Image-grounded pointing data:
↓
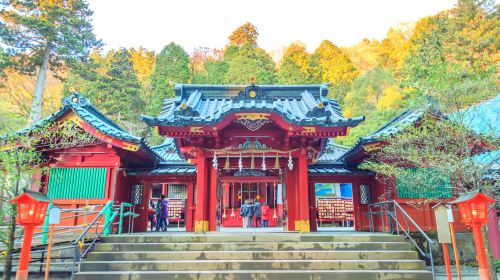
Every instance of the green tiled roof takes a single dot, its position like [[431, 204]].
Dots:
[[331, 152], [208, 104], [168, 152], [82, 106], [337, 168], [87, 112], [165, 169]]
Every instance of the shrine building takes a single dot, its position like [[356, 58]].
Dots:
[[224, 145]]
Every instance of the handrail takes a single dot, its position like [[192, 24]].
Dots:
[[80, 242], [130, 213], [393, 215], [93, 222]]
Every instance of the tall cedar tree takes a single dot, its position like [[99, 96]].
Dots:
[[172, 64], [3, 63], [295, 66], [45, 35], [335, 67], [247, 33], [111, 84], [248, 63]]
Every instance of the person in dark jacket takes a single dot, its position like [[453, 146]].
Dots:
[[251, 213], [152, 214], [258, 214], [163, 213]]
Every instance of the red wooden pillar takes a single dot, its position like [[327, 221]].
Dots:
[[303, 223], [312, 207], [212, 225], [189, 211], [201, 213], [357, 207], [291, 193]]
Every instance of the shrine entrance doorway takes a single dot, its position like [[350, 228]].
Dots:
[[269, 191]]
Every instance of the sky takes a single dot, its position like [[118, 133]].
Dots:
[[204, 23]]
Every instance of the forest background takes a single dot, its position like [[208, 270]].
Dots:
[[374, 78]]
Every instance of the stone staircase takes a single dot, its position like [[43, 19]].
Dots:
[[254, 256]]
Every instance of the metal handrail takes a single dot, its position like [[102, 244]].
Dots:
[[80, 241], [393, 215]]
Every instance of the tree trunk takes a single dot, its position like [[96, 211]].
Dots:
[[36, 104], [12, 233], [489, 257], [10, 247]]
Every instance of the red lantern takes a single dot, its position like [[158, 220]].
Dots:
[[31, 211], [473, 208]]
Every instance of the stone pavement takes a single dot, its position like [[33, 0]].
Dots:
[[468, 273]]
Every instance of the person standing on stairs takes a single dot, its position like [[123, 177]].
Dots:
[[258, 214], [244, 213], [251, 213], [163, 213]]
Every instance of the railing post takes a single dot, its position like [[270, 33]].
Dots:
[[383, 218], [45, 229], [432, 260], [108, 213], [370, 212], [120, 223], [396, 218], [75, 260]]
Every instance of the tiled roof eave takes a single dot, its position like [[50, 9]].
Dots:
[[184, 120]]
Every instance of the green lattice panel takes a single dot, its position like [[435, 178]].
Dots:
[[423, 183], [77, 183]]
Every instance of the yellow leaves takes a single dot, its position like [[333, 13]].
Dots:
[[391, 98], [17, 93], [143, 62]]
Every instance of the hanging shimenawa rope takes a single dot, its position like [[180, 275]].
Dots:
[[227, 166], [223, 201], [275, 200], [232, 198], [232, 151], [264, 167]]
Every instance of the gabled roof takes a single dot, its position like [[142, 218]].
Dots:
[[334, 168], [84, 109], [209, 104], [87, 112], [331, 152], [168, 152]]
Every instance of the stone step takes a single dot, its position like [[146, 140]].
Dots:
[[259, 275], [253, 255], [252, 246], [252, 265], [182, 238]]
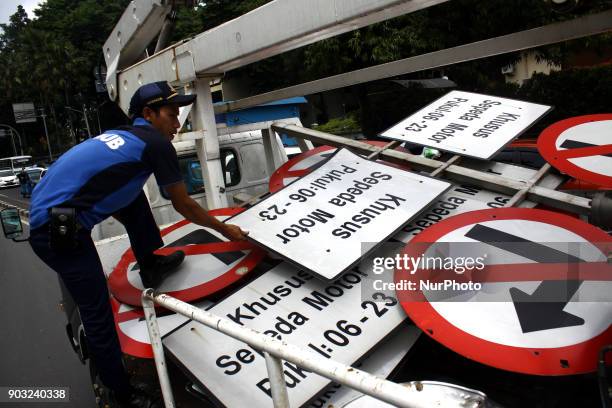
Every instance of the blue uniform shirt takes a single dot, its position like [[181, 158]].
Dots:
[[102, 175]]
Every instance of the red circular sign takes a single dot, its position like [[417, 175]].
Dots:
[[494, 332], [301, 165], [126, 285], [581, 147], [132, 328]]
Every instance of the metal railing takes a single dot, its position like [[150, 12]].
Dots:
[[275, 351]]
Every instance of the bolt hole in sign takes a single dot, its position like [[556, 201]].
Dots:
[[545, 301], [468, 124], [212, 263], [310, 160], [581, 147], [320, 222]]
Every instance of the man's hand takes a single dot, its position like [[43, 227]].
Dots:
[[233, 232]]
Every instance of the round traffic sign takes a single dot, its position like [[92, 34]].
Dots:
[[309, 161], [581, 147], [132, 331], [544, 303], [212, 263]]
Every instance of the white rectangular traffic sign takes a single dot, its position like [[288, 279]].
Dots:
[[468, 124], [321, 222], [330, 319], [24, 112], [462, 198]]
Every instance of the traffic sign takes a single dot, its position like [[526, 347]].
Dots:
[[581, 147], [24, 112], [321, 221], [309, 161], [132, 329], [467, 123], [544, 306], [212, 263]]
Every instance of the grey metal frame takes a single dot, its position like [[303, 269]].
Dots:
[[275, 351]]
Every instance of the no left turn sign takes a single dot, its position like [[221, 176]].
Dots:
[[581, 147], [516, 320]]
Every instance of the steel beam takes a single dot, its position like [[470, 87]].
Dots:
[[522, 40], [272, 29]]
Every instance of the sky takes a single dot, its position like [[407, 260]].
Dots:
[[9, 7]]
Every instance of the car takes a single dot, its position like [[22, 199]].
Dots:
[[8, 178]]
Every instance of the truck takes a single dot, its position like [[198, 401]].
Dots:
[[410, 355]]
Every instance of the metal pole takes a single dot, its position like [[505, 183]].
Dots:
[[158, 349], [13, 141], [387, 391], [278, 386], [86, 121], [521, 194], [18, 138], [47, 135]]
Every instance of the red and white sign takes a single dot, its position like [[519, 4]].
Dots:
[[581, 147], [211, 263], [306, 162], [516, 321], [132, 329]]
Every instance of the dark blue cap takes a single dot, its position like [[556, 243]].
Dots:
[[156, 94]]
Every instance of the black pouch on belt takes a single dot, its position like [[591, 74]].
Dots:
[[62, 228]]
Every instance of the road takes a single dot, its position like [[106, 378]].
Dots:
[[33, 345]]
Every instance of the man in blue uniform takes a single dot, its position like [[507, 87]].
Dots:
[[103, 177]]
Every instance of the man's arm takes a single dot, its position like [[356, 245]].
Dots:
[[192, 211]]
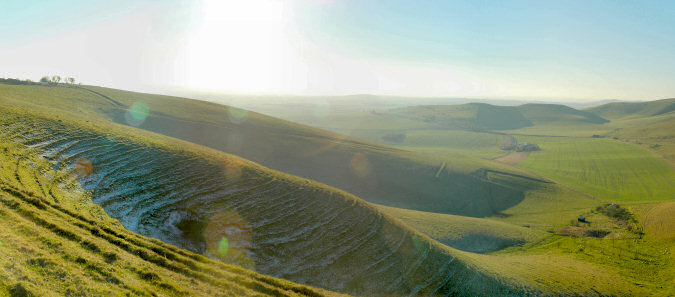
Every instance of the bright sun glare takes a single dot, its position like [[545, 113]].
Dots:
[[238, 45]]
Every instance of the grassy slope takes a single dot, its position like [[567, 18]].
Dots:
[[55, 241], [604, 168], [286, 226], [376, 173], [472, 116], [465, 233], [555, 113], [540, 277]]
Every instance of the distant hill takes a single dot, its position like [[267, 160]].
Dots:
[[471, 116], [548, 113], [371, 171], [481, 116], [197, 198], [634, 109]]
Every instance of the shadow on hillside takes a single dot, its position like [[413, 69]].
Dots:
[[376, 174]]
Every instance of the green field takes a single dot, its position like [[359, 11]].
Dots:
[[604, 168], [521, 239]]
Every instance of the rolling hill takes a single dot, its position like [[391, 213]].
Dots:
[[556, 113], [471, 116], [277, 224], [376, 173], [55, 241], [232, 209], [634, 109]]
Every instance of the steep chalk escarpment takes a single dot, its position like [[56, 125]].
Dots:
[[229, 208]]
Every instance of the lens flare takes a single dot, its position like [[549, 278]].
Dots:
[[83, 168], [228, 237], [237, 115], [137, 113], [360, 165]]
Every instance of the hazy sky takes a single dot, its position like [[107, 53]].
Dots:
[[497, 49]]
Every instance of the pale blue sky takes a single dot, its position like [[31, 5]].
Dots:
[[496, 49]]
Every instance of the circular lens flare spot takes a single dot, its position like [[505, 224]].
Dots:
[[229, 238], [83, 168], [237, 115], [360, 165], [137, 113]]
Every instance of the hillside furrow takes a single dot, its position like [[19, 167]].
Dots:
[[271, 222]]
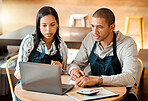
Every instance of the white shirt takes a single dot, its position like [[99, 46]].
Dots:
[[126, 52], [27, 46]]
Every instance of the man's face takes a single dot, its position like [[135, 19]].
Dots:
[[100, 29]]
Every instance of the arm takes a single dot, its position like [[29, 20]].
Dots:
[[128, 59], [24, 52], [82, 58]]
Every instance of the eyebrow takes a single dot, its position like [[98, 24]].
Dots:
[[50, 23]]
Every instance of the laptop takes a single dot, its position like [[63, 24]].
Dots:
[[42, 78]]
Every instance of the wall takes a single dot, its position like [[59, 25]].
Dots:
[[19, 13]]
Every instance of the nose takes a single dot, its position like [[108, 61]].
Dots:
[[95, 30], [48, 29]]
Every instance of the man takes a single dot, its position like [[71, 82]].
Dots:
[[111, 55]]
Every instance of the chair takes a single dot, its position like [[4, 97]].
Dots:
[[8, 75], [139, 75], [132, 20], [143, 55], [82, 17]]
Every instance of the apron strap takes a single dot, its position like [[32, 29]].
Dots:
[[114, 44]]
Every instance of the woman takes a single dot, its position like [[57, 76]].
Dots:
[[45, 46]]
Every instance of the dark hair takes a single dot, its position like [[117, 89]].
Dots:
[[46, 10], [105, 13]]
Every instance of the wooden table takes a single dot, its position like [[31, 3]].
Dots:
[[36, 96], [73, 36]]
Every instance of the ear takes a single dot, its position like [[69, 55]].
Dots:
[[112, 27]]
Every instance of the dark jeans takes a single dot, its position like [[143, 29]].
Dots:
[[17, 99]]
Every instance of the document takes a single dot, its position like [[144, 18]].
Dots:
[[103, 93]]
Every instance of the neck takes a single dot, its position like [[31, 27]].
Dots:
[[107, 41], [48, 42]]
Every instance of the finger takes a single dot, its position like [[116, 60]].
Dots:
[[78, 74], [82, 72], [73, 77], [80, 83]]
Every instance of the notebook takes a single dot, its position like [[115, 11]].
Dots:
[[42, 78]]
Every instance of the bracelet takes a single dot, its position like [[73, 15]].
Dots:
[[99, 79]]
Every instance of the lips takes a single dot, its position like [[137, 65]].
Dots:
[[49, 34], [97, 37]]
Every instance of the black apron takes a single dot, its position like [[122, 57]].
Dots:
[[38, 57]]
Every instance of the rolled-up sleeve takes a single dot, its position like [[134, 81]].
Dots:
[[129, 62]]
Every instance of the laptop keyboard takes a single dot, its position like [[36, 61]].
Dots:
[[65, 87]]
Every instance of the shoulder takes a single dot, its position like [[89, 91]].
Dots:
[[89, 40], [62, 43], [29, 39], [125, 41]]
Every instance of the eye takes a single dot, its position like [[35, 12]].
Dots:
[[92, 25], [44, 25], [52, 24], [100, 26]]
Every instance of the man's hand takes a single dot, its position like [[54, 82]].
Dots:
[[87, 81], [75, 74], [57, 63]]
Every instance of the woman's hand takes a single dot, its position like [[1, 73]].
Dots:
[[18, 76], [75, 74], [87, 81], [57, 63]]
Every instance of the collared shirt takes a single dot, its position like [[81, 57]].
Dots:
[[126, 52], [27, 46]]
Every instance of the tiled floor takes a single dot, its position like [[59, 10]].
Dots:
[[142, 92]]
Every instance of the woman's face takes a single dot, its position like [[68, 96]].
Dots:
[[48, 26]]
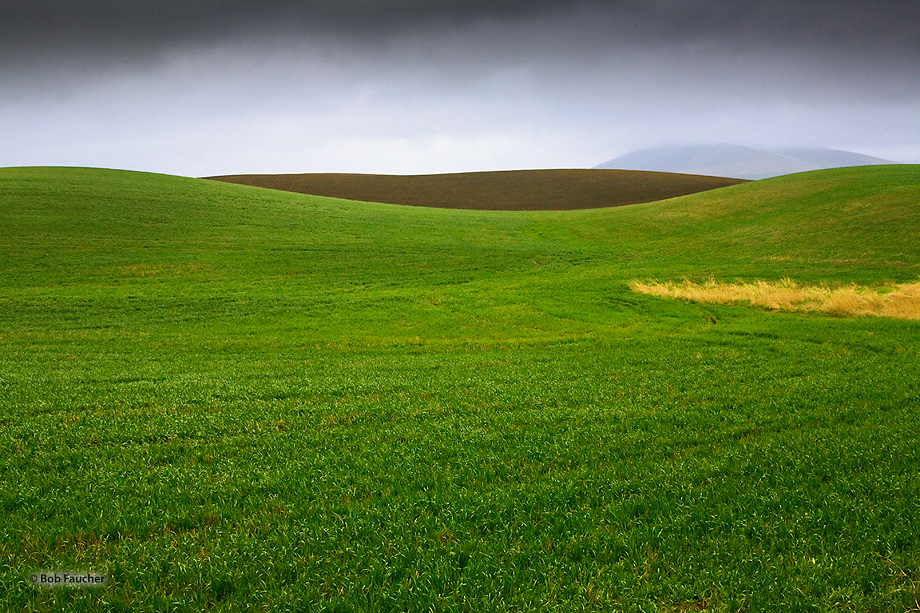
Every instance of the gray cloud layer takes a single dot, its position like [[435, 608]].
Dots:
[[106, 30], [426, 86]]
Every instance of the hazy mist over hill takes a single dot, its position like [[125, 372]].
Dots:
[[409, 87], [737, 161]]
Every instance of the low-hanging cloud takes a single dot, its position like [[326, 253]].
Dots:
[[413, 86]]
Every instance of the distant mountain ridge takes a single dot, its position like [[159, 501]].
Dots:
[[737, 161]]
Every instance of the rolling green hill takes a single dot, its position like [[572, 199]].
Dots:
[[234, 398]]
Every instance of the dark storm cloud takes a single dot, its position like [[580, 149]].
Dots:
[[36, 31]]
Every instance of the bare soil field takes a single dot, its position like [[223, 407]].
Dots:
[[514, 190]]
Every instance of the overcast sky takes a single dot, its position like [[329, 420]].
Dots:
[[421, 86]]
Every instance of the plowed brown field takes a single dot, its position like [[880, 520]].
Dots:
[[512, 190]]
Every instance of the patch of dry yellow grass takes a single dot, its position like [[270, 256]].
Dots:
[[903, 302]]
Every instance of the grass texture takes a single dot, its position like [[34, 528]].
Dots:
[[900, 302], [235, 399]]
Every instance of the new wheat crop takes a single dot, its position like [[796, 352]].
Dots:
[[223, 398]]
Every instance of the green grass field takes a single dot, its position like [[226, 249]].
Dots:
[[235, 399]]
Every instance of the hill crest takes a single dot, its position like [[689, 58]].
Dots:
[[511, 190]]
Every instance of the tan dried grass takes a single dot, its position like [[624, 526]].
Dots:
[[848, 301]]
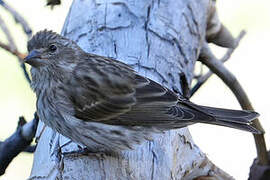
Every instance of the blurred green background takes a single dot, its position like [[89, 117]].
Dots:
[[231, 150]]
↑
— INSTRUCTIONS TO FOLLOW —
Find the string "metal" in the entries above. Copy each line where it occurs.

— RESPONSE BOX —
Every instance of the metal handrail takes a single dot, its position like [[102, 244]].
Every instance of the metal railing takes a single dot, its position like [[150, 12]].
Every instance of the grey metal frame takes a single dot, its position like [[303, 269]].
Every instance of the metal pole takes a single dot, its position like [[505, 183]].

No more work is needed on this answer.